The task: The stretch wanted below opens at the line containing "Target: water droplet" and closes at the line containing "Target: orange tinted lens". Please return it exactly, with no other lines.

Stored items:
----------------------------------------
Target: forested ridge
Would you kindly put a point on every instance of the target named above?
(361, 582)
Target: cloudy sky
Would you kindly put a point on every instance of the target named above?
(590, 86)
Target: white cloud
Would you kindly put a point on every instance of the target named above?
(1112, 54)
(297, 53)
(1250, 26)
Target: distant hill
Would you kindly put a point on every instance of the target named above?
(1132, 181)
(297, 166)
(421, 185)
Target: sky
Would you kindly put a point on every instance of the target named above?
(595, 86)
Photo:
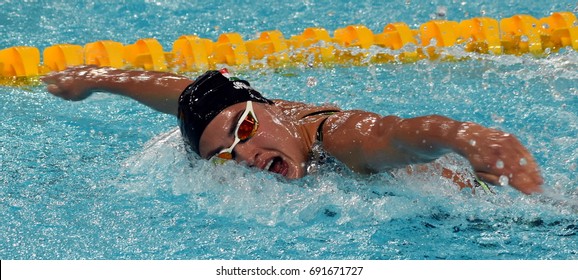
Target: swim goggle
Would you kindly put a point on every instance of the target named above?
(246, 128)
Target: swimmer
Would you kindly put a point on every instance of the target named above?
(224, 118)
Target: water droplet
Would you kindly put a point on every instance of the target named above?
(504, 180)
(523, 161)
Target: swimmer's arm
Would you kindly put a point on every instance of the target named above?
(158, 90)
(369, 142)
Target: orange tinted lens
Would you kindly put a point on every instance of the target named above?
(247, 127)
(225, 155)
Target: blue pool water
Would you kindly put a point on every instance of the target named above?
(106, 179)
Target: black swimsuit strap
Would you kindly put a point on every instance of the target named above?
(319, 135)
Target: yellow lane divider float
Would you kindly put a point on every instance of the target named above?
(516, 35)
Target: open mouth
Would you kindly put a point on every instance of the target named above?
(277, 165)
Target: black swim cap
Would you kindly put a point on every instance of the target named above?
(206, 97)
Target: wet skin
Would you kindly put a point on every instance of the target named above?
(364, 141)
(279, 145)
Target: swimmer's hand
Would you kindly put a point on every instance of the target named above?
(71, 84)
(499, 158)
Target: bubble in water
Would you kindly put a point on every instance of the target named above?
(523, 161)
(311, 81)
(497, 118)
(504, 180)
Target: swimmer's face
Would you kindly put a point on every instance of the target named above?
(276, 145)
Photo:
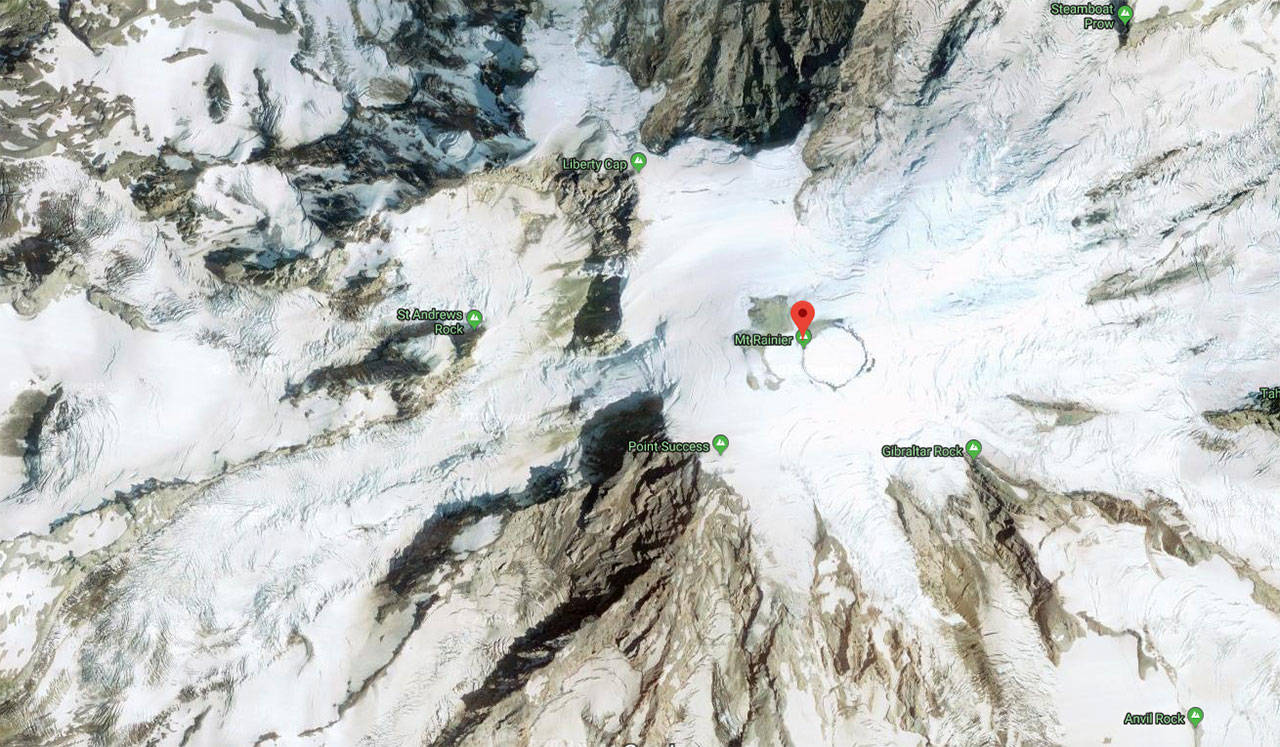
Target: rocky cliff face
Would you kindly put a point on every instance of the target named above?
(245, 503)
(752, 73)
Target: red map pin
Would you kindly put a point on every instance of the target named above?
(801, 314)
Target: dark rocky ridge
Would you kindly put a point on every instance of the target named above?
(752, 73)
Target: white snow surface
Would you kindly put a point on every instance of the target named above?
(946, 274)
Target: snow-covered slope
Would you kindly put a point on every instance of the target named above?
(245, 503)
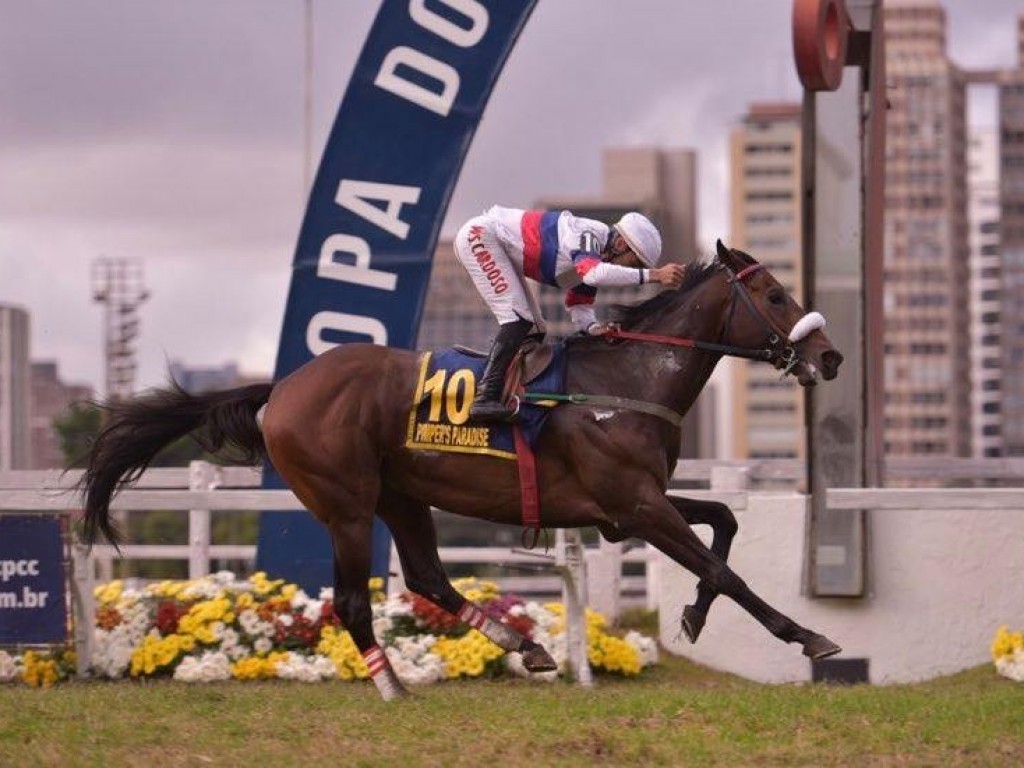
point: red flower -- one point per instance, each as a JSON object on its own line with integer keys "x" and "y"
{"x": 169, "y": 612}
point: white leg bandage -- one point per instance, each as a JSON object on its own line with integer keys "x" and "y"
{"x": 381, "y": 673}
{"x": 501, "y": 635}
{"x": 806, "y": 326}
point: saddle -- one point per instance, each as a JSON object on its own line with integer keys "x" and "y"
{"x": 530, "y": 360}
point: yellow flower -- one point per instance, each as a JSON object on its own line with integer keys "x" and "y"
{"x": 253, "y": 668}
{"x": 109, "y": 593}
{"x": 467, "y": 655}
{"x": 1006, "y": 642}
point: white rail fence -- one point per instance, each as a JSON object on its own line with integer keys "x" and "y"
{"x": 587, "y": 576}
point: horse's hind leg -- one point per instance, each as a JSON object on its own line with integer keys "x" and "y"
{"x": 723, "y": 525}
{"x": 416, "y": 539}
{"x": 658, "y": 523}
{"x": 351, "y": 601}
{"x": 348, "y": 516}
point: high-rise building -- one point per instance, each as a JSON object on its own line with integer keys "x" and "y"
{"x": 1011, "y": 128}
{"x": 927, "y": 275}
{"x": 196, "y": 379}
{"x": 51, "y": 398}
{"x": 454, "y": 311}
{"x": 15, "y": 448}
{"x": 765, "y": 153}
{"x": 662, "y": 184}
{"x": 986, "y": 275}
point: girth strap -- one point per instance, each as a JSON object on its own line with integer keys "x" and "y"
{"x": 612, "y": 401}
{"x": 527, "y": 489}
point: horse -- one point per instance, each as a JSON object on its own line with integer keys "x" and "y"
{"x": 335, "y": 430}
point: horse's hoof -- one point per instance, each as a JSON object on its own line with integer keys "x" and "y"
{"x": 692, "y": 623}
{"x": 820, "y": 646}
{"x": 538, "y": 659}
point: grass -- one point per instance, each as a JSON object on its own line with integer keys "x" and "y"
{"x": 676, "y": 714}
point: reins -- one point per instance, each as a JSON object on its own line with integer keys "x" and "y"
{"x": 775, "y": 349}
----------------------------------------
Task output:
Target: water droplet
Would you kindly put a point on every instance of the target named above?
(504, 180)
(523, 161)
Target: swimmer's arm
Would you kindly put a point on every instance of the target named above?
(158, 90)
(369, 142)
Target: orange tinted lens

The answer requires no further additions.